Application abstract

End-stage liver cirrhosis is one of the most common causes of mortality in modern countries and can only be treated by liver transplantation, which is strongly limited by the lack of organ donors and the side effects of immunosuppressive treatment. Therefore, the development of new therapeutics against liver diseases represents a global health challenge and one of the main objective for the pharmaceutical industry.

However, the lack of relevant, physiological and high throughput in vitro system to model liver fibrosis represents a major issue. Current in vitro models of the fibrotic liver consist in cell cultures, precision slice biopsies, and whole organ perfusion systems. 2D culture systems lack functional cell-to-cell interactions and anatomical structures needed to reveal mechanistic details of disease involved in fibrosis, while perfusion and biopsy based models cannot persist long enough to accurately model fibrotic progression. Consequently, most studies are based on animal models which can lack the physiological relevance to human diseases and which are not compatible with high throughput platform necessary for drug screening.
---------------
- **Exercise tasks**:
(a) Extract from the abstract on in vitro liver fibrosis models the passage starting at "End-stage liver cirrhosis" and ending at "the pharmaceutical industry.".
(b) Extend the abstract on in vitro liver fibrosis models, continuing it from the point where it stops.

- **Data items**:
---------------
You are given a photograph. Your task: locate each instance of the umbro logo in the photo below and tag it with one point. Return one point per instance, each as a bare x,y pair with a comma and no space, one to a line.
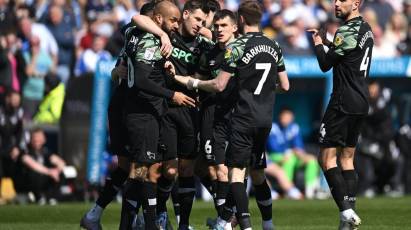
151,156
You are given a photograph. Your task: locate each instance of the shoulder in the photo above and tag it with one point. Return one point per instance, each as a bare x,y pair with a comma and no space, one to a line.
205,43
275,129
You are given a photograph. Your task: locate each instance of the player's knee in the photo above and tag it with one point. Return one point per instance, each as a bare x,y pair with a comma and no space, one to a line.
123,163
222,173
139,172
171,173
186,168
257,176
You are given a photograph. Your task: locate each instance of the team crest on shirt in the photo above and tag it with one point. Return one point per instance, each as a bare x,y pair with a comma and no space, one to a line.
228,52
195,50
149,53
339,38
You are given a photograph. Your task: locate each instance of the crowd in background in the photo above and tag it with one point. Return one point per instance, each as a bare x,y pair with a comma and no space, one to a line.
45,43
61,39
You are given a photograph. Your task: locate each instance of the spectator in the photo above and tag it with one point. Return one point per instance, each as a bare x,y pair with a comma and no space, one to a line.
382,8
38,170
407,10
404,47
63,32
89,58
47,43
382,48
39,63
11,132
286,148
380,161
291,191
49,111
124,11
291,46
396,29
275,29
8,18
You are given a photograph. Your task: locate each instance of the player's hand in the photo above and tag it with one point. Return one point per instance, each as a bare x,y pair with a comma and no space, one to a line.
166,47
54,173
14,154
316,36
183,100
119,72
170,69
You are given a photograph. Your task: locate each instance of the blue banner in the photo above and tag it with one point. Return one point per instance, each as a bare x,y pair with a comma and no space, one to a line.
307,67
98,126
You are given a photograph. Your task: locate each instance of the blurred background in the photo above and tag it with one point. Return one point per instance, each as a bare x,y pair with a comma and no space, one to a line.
---------------
- **Per-task outputs**:
(a)
End-stage liver cirrhosis is one of the most common causes of mortality in modern countries and can only be treated by liver transplantation, which is strongly limited by the lack of organ donors and the side effects of immunosuppressive treatment. Therefore, the development of new therapeutics against liver diseases represents a global health challenge and one of the main objective for the pharmaceutical industry.

(b)
Here, we propose to use of human Induced Pluripotent Stem Cells (hIPSCs) to establish an in vitro model for liver fibrosis. For that, hIPSCs will be differentiated into cell types relevant for the disease including hepatocytes, macrophages, cholangiocytes, and stellate cells. The resulting cells will embedded in a 3-D scaffold-based culture system compatible with high trough put analyses. Then different etiologies will be modeled including liver fibrosis induced by ethanol, tetrachloride and alpha-1 antitrypsin deficiency. The resulting system will be validated by direct comparison with results obtained in mouse model for liver injury. This project will pave the way for the development of new in vitro model for the study of fibrosis in a diversity of organs and will ultimately allow the development of new therapies.